- WORK TO DO -
Emit the data below verbatim, stripping out any pictures.

(Entries from a pointing dataset)
◇ ◇ ◇

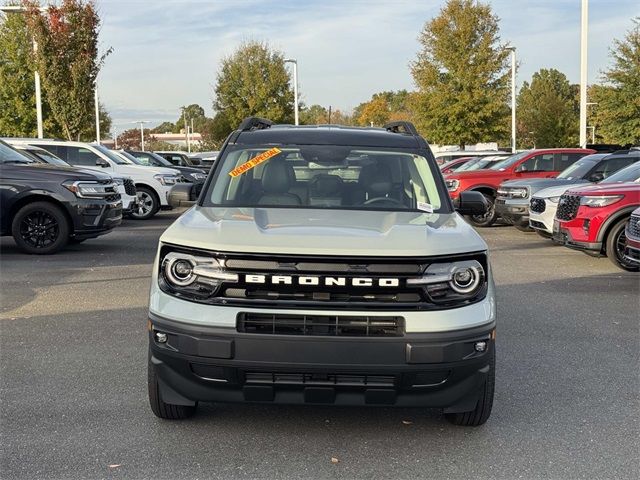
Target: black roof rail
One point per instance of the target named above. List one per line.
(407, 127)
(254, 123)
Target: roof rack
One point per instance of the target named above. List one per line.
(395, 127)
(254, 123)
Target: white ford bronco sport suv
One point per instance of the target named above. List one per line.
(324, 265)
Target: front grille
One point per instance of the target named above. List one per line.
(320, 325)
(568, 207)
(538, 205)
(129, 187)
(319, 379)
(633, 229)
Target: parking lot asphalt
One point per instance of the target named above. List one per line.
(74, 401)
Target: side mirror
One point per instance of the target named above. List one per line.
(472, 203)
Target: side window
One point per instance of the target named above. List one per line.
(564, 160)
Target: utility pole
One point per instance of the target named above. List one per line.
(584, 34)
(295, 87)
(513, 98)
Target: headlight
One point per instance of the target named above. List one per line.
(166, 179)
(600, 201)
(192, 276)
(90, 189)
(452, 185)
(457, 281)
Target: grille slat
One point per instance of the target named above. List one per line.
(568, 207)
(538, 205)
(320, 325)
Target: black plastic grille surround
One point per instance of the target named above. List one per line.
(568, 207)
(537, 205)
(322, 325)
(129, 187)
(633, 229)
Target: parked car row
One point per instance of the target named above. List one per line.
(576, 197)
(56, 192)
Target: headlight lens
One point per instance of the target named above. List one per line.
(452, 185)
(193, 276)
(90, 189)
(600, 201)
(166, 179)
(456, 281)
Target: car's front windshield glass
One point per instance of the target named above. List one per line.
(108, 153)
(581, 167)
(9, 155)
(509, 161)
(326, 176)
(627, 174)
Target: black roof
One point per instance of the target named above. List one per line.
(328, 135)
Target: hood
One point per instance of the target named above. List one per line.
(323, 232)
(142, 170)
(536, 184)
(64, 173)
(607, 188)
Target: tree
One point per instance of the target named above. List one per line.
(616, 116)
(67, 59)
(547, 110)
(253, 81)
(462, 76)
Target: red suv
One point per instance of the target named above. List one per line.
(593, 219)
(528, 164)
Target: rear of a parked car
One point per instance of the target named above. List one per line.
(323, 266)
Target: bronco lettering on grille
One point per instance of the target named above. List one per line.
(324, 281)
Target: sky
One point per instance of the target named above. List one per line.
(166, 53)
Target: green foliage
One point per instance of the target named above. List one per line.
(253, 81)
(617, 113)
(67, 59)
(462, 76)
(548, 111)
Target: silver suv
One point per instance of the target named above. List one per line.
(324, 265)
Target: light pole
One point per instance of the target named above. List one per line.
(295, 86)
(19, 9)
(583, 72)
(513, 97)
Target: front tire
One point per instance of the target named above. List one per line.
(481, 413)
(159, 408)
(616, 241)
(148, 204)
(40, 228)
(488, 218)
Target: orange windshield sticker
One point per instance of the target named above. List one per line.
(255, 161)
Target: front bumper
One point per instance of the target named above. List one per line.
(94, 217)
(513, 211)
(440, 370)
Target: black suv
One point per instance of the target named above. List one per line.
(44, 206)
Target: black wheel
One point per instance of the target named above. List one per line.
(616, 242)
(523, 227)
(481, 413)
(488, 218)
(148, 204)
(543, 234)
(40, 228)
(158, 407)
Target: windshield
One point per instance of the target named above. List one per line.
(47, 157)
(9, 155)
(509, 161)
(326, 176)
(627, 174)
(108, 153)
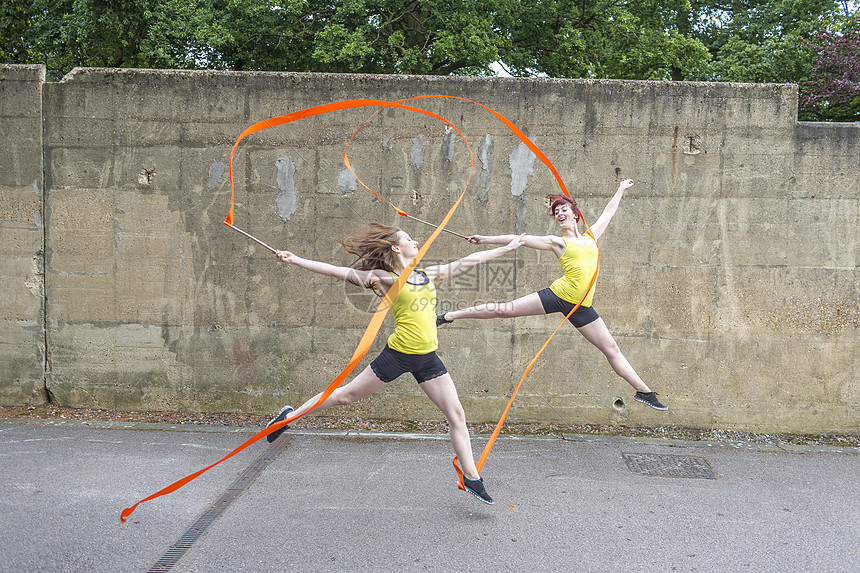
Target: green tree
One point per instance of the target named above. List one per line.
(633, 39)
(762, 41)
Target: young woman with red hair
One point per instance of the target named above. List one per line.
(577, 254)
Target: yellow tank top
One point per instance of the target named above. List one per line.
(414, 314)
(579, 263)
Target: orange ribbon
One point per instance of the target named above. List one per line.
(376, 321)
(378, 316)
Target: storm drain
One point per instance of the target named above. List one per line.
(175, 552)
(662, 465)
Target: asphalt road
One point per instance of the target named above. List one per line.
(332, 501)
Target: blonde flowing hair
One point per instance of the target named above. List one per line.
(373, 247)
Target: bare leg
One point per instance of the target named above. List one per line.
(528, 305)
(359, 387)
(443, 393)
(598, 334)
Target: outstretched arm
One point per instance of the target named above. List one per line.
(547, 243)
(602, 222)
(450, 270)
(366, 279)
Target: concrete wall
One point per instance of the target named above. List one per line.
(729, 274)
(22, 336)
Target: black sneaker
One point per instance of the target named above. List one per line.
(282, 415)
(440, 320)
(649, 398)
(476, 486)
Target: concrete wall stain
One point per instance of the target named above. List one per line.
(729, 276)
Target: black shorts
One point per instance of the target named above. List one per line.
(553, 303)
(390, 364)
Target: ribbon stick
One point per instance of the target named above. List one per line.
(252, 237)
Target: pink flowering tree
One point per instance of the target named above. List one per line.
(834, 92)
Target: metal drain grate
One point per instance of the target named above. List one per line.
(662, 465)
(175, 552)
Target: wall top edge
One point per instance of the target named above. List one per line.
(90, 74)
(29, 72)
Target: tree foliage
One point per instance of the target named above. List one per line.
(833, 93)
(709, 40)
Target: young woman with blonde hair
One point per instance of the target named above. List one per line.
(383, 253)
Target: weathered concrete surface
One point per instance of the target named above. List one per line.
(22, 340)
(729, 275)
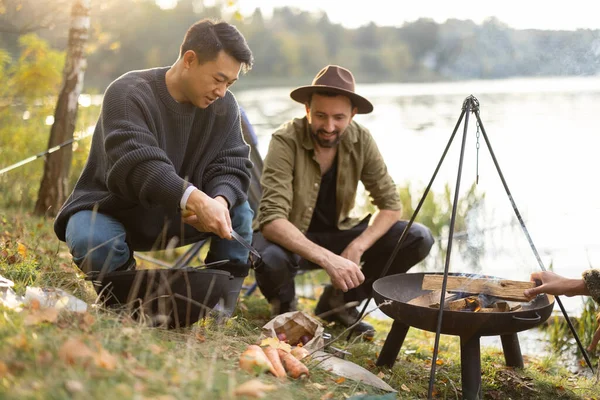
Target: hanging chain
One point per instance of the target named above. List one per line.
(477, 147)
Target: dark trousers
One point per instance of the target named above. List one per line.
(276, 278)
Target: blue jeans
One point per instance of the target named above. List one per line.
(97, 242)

◇ ◇ ◇

- THE ANSWER -
Target: black roof rail
One point per instance of the target named above. List one per line.
(407, 127)
(254, 123)
Target: roof rack
One point per instance of the target named above. List one per line.
(395, 127)
(254, 123)
Target: white ford bronco sport suv
One point per instance of the target named above. List one per line.
(324, 265)
Target: front grille
One point per instance of the target named above. List one per line.
(320, 325)
(568, 207)
(538, 205)
(129, 187)
(319, 379)
(633, 229)
Target: parking lot asphalt
One point per instance of the target named above. List one per line.
(74, 401)
Target: side mirror
One point per instance of the target named above. List one per line.
(472, 203)
Target: side window
One point per instance of the target named above. List one per line.
(564, 160)
Target: utility pole
One point per instance of the target named above. List one per line.
(584, 34)
(295, 87)
(513, 98)
Target: headlight
One point per instance of the target named above. List one per line.
(166, 179)
(600, 201)
(192, 276)
(90, 189)
(452, 185)
(457, 281)
Target: grille slat
One point per instance of the target named above. List one per line.
(568, 207)
(538, 205)
(320, 325)
Target: black plastic grille surround
One point per instance of the target named above. List one per line.
(568, 207)
(537, 205)
(322, 325)
(129, 187)
(633, 229)
Target: parked car row
One point per instance of the target named above. List one per line.
(576, 197)
(56, 192)
Target: headlight lens
One point per instance of the target named above. List one per line.
(452, 185)
(193, 276)
(90, 189)
(600, 201)
(166, 179)
(456, 281)
Target: car's front windshield glass
One point per instance of the target named above. List one per line.
(108, 153)
(581, 167)
(9, 155)
(509, 161)
(326, 176)
(627, 174)
Target: black roof
One point per instance of the target named above. List one per line.
(328, 135)
Target: hood
One point per instance of the target named above. List one per line.
(323, 232)
(142, 170)
(536, 184)
(64, 173)
(607, 188)
Target: tree
One point per instance of the target named above. List one per line.
(616, 116)
(67, 59)
(547, 110)
(253, 81)
(462, 76)
Target: red suv
One point per instance of the target named above. List one per line.
(593, 219)
(528, 164)
Target: rear of a parked car
One point per instance of the target named above. List one per line.
(323, 266)
Target: bronco lettering on grille
One point per instance of the target named above. List one per line.
(324, 281)
Target: sky
One point per instance of the target named above. List one per line.
(166, 53)
Target: green foliage
One point per instance of the target named above. List one per line.
(253, 81)
(617, 113)
(67, 59)
(462, 76)
(548, 111)
Target: silver suv
One point per instance of the target named above. List one per line.
(324, 265)
Target: light pole
One point per instance of the target named above. List one per line.
(295, 86)
(19, 9)
(583, 72)
(513, 97)
Target: front tire
One point per instance of the target named above. List one per line.
(481, 413)
(159, 408)
(616, 241)
(148, 204)
(40, 228)
(488, 218)
Target: orange windshield sticker
One point per instance of the target named above. List one per line.
(255, 161)
Target: front bumper
One point per instance of the target named above. List one per line.
(94, 217)
(513, 211)
(440, 370)
Target: black suv
One point per instance of the target named above. List one per line.
(44, 206)
Target: black wheel
One point per instance of the target named above. List one per line.
(616, 242)
(523, 227)
(481, 413)
(488, 218)
(148, 204)
(543, 234)
(40, 228)
(158, 407)
Target: windshield
One point per instance of the target named above. List one per line.
(47, 157)
(9, 155)
(509, 161)
(326, 176)
(627, 174)
(108, 153)
Target: green tree
One point per instance of the target named above. List one per line.
(633, 39)
(762, 41)
Target: young woman with red hair
One point per instance of the target named above. List one per line.
(577, 254)
Target: yellow tank top
One point per instance of the target named above. List one per line.
(414, 314)
(579, 263)
Target: orange ribbon
One point per instance of the target named above. List one per line.
(376, 321)
(378, 316)
Target: storm drain
One point per instance of the target named above. List one per line.
(175, 552)
(662, 465)
Target: asphalt road
One point per instance of the target named above. List one per line.
(332, 501)
Target: blonde flowing hair
One point per instance of the target named above. List one per line.
(373, 247)
Target: bare leg
One point per instance of the target named above. List one per line.
(528, 305)
(359, 387)
(443, 393)
(598, 334)
Target: outstretched arm
One point per instance of the target named above. List one per line.
(547, 243)
(602, 222)
(450, 270)
(366, 279)
Target: concrete wall
One point per instance of the target named above. List one per line.
(729, 274)
(22, 336)
Target: black sneaker
One point per instance of the target named above. List one per line.
(282, 415)
(440, 320)
(649, 398)
(476, 486)
Target: concrete wall stain
One point per instance of the target named above. List one per line.
(729, 276)
Target: black shorts
One point per instance of the target named above. List one per line.
(553, 303)
(390, 364)
Target: ribbon stick
One point per instance of the target named above. List one per line.
(252, 237)
Target: pink flowering tree
One point per instance of the target named above. List one per line.
(834, 92)
Target: metal drain grate
One point per instance of the target named above. List one per line.
(662, 465)
(175, 552)
Target: wall top edge
One point per instance of the target named above. List one per line.
(90, 74)
(29, 72)
Target: tree foliage
One point per instance of the target named above. List one per line.
(833, 93)
(709, 40)
Target: young woman with blonde hair
One point per instance of the target named above. List one per line.
(383, 253)
Target: weathered concrete surface
One point per instance of the target named above. List one per line.
(22, 340)
(729, 275)
Target: hanging chain
One point per instance of the target named above. List one per line.
(477, 147)
Target: dark trousers
One point per instance of the target named above. List one per line.
(276, 278)
Target: blue jeans
One point per instance of the target named above. List one per line.
(97, 242)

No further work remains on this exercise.